** start Listing **

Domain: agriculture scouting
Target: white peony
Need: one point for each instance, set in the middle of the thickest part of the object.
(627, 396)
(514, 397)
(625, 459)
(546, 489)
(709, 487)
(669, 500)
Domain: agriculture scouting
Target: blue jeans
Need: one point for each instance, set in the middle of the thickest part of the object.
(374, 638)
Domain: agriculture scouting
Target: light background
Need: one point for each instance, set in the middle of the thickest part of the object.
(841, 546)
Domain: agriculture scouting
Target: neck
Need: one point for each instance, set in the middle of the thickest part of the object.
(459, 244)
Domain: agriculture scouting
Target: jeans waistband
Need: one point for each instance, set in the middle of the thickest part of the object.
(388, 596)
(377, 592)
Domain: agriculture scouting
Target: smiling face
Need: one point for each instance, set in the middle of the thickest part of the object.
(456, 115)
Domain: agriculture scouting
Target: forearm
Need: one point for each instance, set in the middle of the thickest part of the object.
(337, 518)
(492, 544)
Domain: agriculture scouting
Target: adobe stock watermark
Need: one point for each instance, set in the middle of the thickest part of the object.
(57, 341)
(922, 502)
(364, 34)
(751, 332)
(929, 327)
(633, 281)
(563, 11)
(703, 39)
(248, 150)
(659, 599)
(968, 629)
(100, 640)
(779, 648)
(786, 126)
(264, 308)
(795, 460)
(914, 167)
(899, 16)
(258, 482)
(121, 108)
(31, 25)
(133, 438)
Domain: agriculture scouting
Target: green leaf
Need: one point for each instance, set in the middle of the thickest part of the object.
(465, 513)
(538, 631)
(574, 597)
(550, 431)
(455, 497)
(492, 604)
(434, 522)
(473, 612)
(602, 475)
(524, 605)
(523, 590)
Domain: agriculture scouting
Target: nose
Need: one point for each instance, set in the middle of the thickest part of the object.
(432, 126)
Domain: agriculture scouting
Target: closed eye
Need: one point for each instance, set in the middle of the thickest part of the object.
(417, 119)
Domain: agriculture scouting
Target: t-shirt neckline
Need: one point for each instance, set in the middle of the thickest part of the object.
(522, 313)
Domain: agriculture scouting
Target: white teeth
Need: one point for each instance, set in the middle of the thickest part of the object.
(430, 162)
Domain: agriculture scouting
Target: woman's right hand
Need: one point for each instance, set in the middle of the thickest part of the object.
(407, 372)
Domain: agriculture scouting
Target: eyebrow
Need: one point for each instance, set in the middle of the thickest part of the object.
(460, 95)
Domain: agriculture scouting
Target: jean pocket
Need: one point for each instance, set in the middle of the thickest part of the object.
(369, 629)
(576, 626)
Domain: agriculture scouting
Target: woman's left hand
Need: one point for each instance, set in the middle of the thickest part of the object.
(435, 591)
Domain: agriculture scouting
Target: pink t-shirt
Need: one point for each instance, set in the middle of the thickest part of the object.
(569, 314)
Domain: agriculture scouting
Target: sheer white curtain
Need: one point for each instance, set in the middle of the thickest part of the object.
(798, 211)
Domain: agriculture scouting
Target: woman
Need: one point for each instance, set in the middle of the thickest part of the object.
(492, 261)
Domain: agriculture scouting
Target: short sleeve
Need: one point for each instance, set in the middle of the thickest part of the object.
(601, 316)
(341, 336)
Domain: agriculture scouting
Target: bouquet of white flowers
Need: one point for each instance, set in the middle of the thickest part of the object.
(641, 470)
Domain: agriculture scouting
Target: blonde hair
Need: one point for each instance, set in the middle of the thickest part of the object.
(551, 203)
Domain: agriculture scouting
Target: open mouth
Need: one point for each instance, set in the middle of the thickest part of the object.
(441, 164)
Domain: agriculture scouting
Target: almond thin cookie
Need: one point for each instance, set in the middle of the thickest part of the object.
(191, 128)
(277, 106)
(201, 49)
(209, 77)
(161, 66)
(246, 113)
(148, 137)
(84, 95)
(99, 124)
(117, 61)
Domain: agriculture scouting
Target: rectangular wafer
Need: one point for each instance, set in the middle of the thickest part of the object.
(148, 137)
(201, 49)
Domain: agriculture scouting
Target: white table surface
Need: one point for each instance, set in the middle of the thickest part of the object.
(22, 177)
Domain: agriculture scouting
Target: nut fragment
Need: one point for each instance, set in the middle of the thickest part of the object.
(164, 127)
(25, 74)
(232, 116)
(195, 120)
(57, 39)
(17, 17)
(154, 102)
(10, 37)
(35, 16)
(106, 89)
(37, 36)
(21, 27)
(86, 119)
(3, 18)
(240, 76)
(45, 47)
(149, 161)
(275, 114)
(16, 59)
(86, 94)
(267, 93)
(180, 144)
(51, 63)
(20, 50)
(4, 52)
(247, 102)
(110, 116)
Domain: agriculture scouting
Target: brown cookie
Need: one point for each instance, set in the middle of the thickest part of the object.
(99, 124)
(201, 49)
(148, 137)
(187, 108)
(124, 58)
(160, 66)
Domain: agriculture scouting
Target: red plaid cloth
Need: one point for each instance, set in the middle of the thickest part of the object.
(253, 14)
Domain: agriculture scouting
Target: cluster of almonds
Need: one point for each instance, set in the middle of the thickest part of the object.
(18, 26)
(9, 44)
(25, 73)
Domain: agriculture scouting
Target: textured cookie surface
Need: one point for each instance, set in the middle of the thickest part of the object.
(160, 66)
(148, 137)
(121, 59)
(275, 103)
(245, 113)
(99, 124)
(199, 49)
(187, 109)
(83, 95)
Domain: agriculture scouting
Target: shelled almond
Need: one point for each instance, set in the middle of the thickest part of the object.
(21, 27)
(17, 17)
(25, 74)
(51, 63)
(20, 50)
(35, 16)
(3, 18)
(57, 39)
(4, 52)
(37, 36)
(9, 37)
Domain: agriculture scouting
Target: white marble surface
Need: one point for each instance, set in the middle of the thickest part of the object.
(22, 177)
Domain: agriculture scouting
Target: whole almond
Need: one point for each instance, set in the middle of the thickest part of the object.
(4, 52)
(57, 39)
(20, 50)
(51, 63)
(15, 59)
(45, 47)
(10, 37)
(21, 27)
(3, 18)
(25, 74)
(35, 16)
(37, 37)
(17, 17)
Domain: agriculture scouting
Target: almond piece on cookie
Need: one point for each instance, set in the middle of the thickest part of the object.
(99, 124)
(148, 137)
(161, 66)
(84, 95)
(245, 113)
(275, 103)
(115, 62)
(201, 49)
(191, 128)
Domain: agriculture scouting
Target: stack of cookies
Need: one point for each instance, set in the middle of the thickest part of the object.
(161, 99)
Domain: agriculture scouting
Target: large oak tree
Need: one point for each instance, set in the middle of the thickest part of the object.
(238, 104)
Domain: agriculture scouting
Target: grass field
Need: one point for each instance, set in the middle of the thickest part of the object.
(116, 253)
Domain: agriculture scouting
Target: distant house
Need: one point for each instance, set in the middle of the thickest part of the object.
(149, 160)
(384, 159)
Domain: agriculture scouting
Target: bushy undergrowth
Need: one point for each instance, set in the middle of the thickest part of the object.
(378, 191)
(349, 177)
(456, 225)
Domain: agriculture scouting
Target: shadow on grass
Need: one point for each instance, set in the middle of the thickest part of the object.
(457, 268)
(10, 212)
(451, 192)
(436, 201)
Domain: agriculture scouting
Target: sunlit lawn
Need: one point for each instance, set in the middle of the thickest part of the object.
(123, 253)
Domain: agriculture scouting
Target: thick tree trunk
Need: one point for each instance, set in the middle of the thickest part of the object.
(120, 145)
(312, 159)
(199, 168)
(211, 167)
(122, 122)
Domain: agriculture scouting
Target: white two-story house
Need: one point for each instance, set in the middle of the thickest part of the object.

** end Listing **

The request:
Retype the data in full and match it exactly.

Solution for this task:
Domain: agriculture scouting
Target: white peony
Need: one point for each instance, set in the middle of the thickest part of the object.
(627, 396)
(514, 397)
(625, 459)
(546, 489)
(709, 487)
(669, 500)
Domain: agriculture scouting
Target: blue jeans
Need: one point for each instance, set in the middle of the thickest part of the object.
(374, 638)
Domain: agriculture scouting
Target: light background
Need: one point for each instance, set in the middle of the thickest part of the object.
(841, 546)
Domain: agriculture scouting
Target: neck
Need: one point for each instance, set in the middle of the thickest part of the object.
(459, 244)
Domain: agriculture scouting
Target: jeans waistband
Need: one point for each instance, set in the middle of the thickest part of the object.
(388, 596)
(377, 592)
Domain: agriculture scouting
Target: smiling face
Need: one point for each instance, set in the middle of the thickest part of the object.
(456, 115)
Domain: agriculture scouting
Target: forearm
Need: one point for each instance, set in the middle of the thickest part of the object.
(337, 518)
(492, 544)
Domain: agriculture scouting
Target: adobe stock watermark
Need: one point for each instance, set in the middle of the thickest part of the object.
(57, 341)
(922, 502)
(364, 34)
(751, 332)
(929, 327)
(633, 281)
(563, 11)
(703, 39)
(248, 150)
(659, 599)
(968, 629)
(100, 640)
(779, 648)
(786, 126)
(264, 308)
(795, 460)
(914, 167)
(899, 16)
(258, 482)
(121, 108)
(31, 25)
(133, 438)
Domain: agriculture scouting
Target: green leaf
Need: one point for each instance, set in the middle of the thickest part of the object.
(465, 513)
(538, 631)
(574, 597)
(550, 431)
(455, 497)
(492, 604)
(434, 522)
(473, 612)
(602, 475)
(524, 605)
(523, 590)
Domain: agriculture scouting
Target: nose
Need: one point for each instance, set in the middle of the thickest part of the object.
(432, 126)
Domain: agriculture scouting
Target: closed eye
Need: one point for each instance, set in the middle of the thickest part of the object.
(417, 119)
Domain: agriculture scouting
Target: t-shirt neckline
Need: one point for each instance, set in the middle of the thickest part of the object.
(522, 313)
Domain: agriculture scouting
Target: white teeth
Need: one point for each instance, set in the middle of the thickest part of the object.
(430, 162)
Domain: agriculture scouting
Target: woman's right hand
Need: one point for each instance, set in the middle of the thickest part of the object.
(407, 372)
Domain: agriculture scouting
Target: eyebrow
Need: one point for each instance, set in the middle of the thickest part of the object.
(460, 95)
Domain: agriculture scouting
Target: jean pocket
Need: one point for each instance, set in the middle of the thickest part of the object.
(369, 629)
(576, 626)
Domain: agriculture scouting
Target: woman's left hand
Need: one point for each instance, set in the middle of the thickest part of the object.
(435, 591)
Domain: agriculture scouting
Target: pink t-shirt
Need: one point for each instance, set in the middle of the thickest part of the object.
(569, 314)
Domain: agriculture scouting
Target: sheer white curtain
Need: one point for each instance, set in the middle of the thickest part of the object.
(798, 211)
Domain: agriculture scouting
Target: woman
Need: one point for each instance, set in the middle of the thickest part of the object.
(492, 261)
Domain: agriculture scouting
Target: short sleeve
Need: one point for each instance, set in the middle of the thickest part of the object.
(601, 316)
(341, 336)
Domain: agriculture scouting
Target: bouquet of white flowers
Need: one point for each instance, set in the middle of the thickest part of the object.
(641, 470)
Domain: agriculture scouting
Target: blonde hair
Need: one point for each instance, set in the middle of the thickest part of the object.
(551, 203)
Domain: agriculture scouting
Target: open mouth
Need: one point for each instance, set in the middle of the thickest part of the object.
(441, 164)
Domain: agriculture scouting
Target: almond thin cookie
Need: one point for each instance, set in the middle of the thickest part of the object.
(191, 128)
(277, 106)
(201, 49)
(209, 77)
(161, 66)
(246, 113)
(148, 137)
(84, 95)
(99, 124)
(117, 61)
Domain: agriculture scouting
Target: rectangular wafer
Need: one point for each instance, set in the middle of the thickest part of the object.
(148, 137)
(201, 49)
Domain: agriculture scouting
Target: white table surface
Need: one point for each instance, set in the middle of the thickest part of the object.
(22, 177)
Domain: agriculture scouting
Target: nut fragment
Need: one point for each instance, set in the middle of the thickest part of the object.
(164, 127)
(25, 74)
(232, 116)
(195, 120)
(57, 39)
(17, 17)
(154, 102)
(10, 37)
(35, 16)
(106, 89)
(37, 36)
(21, 27)
(86, 119)
(3, 18)
(240, 76)
(45, 47)
(149, 161)
(275, 114)
(16, 59)
(86, 94)
(267, 93)
(180, 144)
(51, 63)
(20, 50)
(4, 52)
(247, 102)
(110, 116)
Domain: agriculture scouting
Target: brown cookie
Need: one point for each instance, set in the middle of the thickest part of the object.
(99, 124)
(201, 49)
(148, 137)
(187, 108)
(124, 58)
(160, 66)
Domain: agriculture scouting
Target: red plaid cloth
Need: one point for each instance, set in the middle of the thickest part of the object.
(253, 14)
Domain: agriculture scouting
Target: cluster of almonds
Need: one point for each instance, set in the middle of the thickest part of the object.
(18, 26)
(9, 44)
(25, 73)
Domain: agriculture scouting
Target: textured cookie surface
Need: one point for each instance, set in the middle of the thickest part of the object.
(160, 66)
(148, 137)
(121, 59)
(275, 103)
(245, 113)
(99, 124)
(199, 49)
(187, 109)
(83, 95)
Domain: agriculture scouting
Target: shelled almond
Need: one point for each instance, set in the middle of the thickest part of the object.
(21, 27)
(17, 17)
(25, 74)
(51, 63)
(20, 50)
(35, 16)
(3, 18)
(57, 39)
(4, 52)
(37, 36)
(9, 37)
Domain: agriculture scouting
Target: white marble surface
Need: one point for each instance, set in the middle of the thickest part of the object.
(22, 177)
Domain: agriculture scouting
Target: whole almond
Need: one point for each instance, set in the middle of the thickest part of the object.
(4, 52)
(57, 39)
(20, 50)
(51, 63)
(15, 59)
(45, 47)
(10, 37)
(21, 27)
(3, 18)
(25, 74)
(35, 16)
(37, 37)
(17, 17)
Domain: agriculture scouting
Target: almond piece on cookie
Need: one point for each instance, set in the middle of the thickest part of the object.
(99, 124)
(148, 137)
(161, 66)
(84, 95)
(245, 113)
(275, 103)
(115, 62)
(201, 49)
(191, 128)
Domain: agriculture scouting
Target: stack of cookies
Need: one point for each instance, set in the middle of the thickest part of the object.
(161, 99)
Domain: agriculture scouting
Target: large oak tree
Need: one point for each instance, set in the middle of the thickest part of the object.
(238, 104)
Domain: agriculture scouting
Target: grass field
Need: one point for each instance, set in the middle of the thickest part of the object.
(116, 253)
Domain: agriculture scouting
Target: distant house
Need: one point for each instance, set in the middle of the thickest part of the object.
(149, 160)
(384, 159)
Domain: agriculture scouting
Target: bushy undergrowth
Need: one point for each instance, set in the middle of the thickest part of the object.
(378, 191)
(349, 177)
(456, 225)
Domain: agriculture scouting
Target: shadow on grass
Need: one point for each instance, set in the middle of the thickest part of the object.
(457, 268)
(10, 212)
(451, 192)
(436, 201)
Domain: agriculture scouting
Target: sunlit lawn
Need: one point for each instance, set in the middle of the thickest part of the object.
(123, 253)
Domain: agriculture scouting
Target: thick tree trunk
Need: one point for each instance, set in the middle of the thickest part of the object.
(120, 145)
(312, 159)
(199, 168)
(211, 167)
(122, 122)
Domain: agriculture scouting
Target: white two-story house
Need: one point for each instance, set in the middle of the thickest part of the object.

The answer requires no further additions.